O centenário de Padre Amirat
Toda vez que faço aniversário, entre outras tantas lembranças que a data inevitavelmente nos traz à mente, vem a do abraço apertado que recebia todos os anos de Pe. Amirat. Que gentileza, que carinho para conosco que o ajudávamos ali naquele velho Bom Jesus de outrora ainda dirigido pelos padres jesuítas. E não era só o abraço! Como esquecer do presente que sempre nos dava! Uma garrafa de vinho “canônico”, do que os padres usavam na missa (tenho uma guardada ainda, de lembrança!), e uma caixa de bombons, tudo embrulhado em papel de presente e acondicionado num saquinho… e sem faltar o cartão com uma carinhosa mensagem escrita naquela letra tão bonita da qual – confesso – roubei alguns rebusques para a minha. Durante muitos anos depois de sua partida de Itu ainda me ligava para me cumprimentar, com sua voz entusiasmada e seus célebres chavões: para ele – dizia –, enquanto ficava “mais velho e caduco”, todos ficavam “mais jovens e bonitos”… Que saudade!
Neste mês de maio, se vivo fosse, Pe. Amirat faria 100 anos, razão do singelo encômio a esse sacerdote que tanto representou em minha infância e juventude.
Filho de Pedro Amirat e Priscila Morais Navarro, Ranulpho Morais Amirat nasceu em Itu, aos 27 de maio de 1923. Seu avô paterno, o arquiteto Louis Amirat, entre outras obras, foi quem projetou o Santuário Nacional do Coração de Jesus, anexo à Igreja do Bom Jesus. A convite do Pe. Luís Yabar, de quem era coroinha no Bom Jesus, ingressou na Escola Apostólica da Companhia de Jesus, em Nova Friburgo, em 1936, professando na Ordem em 1940. Ordenou-se sacerdote em 18 de junho de 1952 na cidade de West Baden, Estado de Indiana, nos Estados Unidos, onde concluiu seus estudos de Teologia. Ainda nos Estados Unidos, fez o doutorado em física nuclear, na Stanford University, na Califórnia.
Retornou ao Brasil seis anos após ordenado. Só então pôde cantar sua Primeira Missa na terra natal. Achava curioso que tivesse sido já com seis anos de padre. Contava que quem o assistira no altar foi o conterrâneo, Pe. Arthur Sampaio. Foi então reitor do Colégio Anchieta e diretor da Faculdade de Filosofia Nossa Senhora Medianeira, em Nova Friburgo. Depois, vice-reitor do Instituto de Física da Pontifícia Universidade Católica do Rio de Janeiro.
No início de 1968 veio a Itu para passar umas férias que acabaram durando 24 anos, até o dia 3 de agosto de 1992, quando transferido para Itaici, residência dos jesuítas em Indaiatuba, após a Companhia ter decidido encerrar suas atividades em Itu e entregar a igreja do Bom Jesus à Diocese.
Pe. Amirat era um sacerdote exemplar. Nos quase 25 anos em Itu, lembro-me de ter tirado cinco dias de “férias”, para uns exames, em Itaici. Cumpria com precisão seus compromissos sacerdotais. Vivia para isso, nada mais. Não havia dia em que não abrisse ele mesmo a igreja, acendesse as luzes, preparasse para a missa, celebrasse. Com a piedade e zelo de sempre… e os olhos baixos, como mandava a Liturgia. Não havia dia em que não fosse visto rezando o breviário e o terço no corredor da sacristia, no mesmo horário, à espera dos penitentes para a confissão.

**********

▶ **Atividade**: Com base no texto sobre o centenário do Padre Amirat, explique em uma a três frases por que ele deixou Itu em 3 de agosto de 1992.

▶ **Entradas fornecidas**:

**********

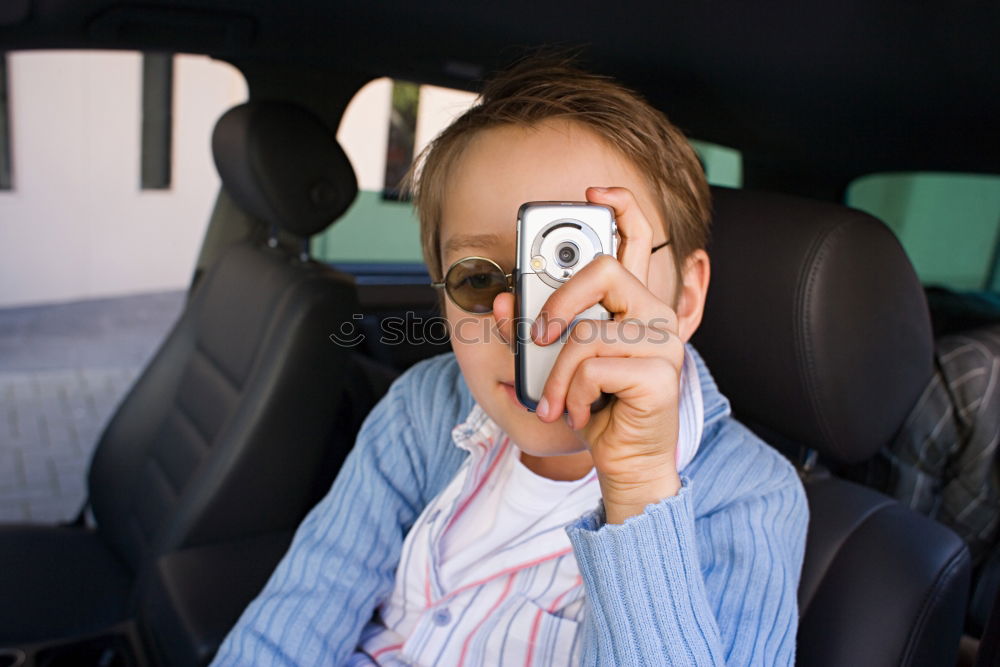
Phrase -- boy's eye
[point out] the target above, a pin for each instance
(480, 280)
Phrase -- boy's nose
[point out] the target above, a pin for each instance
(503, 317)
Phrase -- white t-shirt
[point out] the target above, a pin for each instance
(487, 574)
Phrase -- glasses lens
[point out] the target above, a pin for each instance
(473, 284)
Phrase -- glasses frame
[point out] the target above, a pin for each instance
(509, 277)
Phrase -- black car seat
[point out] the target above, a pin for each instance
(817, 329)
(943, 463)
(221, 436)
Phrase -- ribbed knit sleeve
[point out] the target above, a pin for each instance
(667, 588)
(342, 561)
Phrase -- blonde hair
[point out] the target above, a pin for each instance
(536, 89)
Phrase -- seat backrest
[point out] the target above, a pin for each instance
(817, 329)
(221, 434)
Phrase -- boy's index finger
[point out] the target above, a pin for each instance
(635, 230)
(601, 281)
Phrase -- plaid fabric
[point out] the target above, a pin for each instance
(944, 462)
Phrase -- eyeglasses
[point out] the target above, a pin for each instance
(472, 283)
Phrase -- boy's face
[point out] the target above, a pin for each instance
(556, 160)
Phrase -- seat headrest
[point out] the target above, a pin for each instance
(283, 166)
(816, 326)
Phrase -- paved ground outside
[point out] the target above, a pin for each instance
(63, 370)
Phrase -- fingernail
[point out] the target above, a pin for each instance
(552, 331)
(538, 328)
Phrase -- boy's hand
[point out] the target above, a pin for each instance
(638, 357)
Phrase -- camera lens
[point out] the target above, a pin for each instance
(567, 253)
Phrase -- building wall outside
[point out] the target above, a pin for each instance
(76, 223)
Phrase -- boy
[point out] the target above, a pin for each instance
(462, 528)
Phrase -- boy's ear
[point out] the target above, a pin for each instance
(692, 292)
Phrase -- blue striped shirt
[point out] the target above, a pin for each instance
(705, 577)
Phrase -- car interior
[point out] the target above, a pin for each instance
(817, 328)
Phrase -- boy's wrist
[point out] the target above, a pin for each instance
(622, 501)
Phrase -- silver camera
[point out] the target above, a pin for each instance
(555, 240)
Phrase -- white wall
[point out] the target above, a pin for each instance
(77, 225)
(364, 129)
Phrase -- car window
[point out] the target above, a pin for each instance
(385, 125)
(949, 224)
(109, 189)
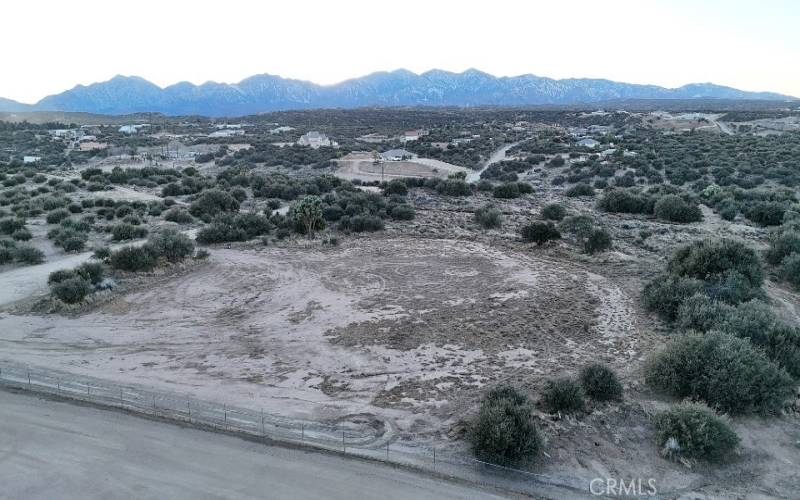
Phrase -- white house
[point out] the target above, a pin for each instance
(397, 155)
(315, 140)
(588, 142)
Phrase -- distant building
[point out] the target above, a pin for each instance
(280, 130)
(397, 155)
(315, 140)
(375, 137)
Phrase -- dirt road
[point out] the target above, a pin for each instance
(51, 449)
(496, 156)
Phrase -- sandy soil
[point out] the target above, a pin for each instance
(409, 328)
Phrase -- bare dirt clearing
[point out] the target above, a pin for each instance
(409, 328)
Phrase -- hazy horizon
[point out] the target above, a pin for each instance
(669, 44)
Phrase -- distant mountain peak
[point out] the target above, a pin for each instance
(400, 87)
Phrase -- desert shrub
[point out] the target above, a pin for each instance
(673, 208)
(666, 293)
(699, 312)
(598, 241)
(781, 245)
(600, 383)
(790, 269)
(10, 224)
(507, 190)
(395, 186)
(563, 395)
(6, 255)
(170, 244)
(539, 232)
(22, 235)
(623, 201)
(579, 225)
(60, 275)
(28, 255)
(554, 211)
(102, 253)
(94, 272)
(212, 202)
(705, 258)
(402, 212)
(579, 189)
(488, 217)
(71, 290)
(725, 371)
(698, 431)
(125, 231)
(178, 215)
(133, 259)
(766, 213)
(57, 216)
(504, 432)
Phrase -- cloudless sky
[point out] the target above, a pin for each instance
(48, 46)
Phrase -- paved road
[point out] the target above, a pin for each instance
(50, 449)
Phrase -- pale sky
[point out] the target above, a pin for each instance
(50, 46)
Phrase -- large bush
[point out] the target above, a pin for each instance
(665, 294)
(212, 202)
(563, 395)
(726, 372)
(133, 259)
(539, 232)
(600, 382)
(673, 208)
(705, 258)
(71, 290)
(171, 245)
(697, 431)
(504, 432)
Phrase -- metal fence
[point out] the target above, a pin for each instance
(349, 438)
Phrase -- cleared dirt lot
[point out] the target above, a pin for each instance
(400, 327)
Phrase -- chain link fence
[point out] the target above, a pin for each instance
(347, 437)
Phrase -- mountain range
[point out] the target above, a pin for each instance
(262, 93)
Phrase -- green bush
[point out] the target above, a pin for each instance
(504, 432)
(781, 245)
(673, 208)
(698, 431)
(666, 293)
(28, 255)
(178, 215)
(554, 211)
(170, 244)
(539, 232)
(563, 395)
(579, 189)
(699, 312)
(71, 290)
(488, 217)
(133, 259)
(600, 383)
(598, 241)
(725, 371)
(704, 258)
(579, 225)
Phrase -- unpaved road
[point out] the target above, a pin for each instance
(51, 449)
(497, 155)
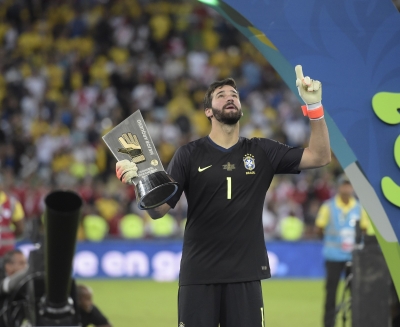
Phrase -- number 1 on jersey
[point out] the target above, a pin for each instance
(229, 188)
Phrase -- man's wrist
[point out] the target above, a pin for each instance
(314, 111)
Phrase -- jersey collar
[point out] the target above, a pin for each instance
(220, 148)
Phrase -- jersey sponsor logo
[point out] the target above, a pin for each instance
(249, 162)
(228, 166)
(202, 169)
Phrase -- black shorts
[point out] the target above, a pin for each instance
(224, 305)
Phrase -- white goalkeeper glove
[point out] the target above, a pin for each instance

**********

▶ **Resposta**: Ele foi transferido para Itaici, residência dos jesuítas em Indaiatuba. A transferência ocorreu porque a Companhia decidiu encerrar suas atividades em Itu e entregar a igreja do Bom Jesus à Diocese.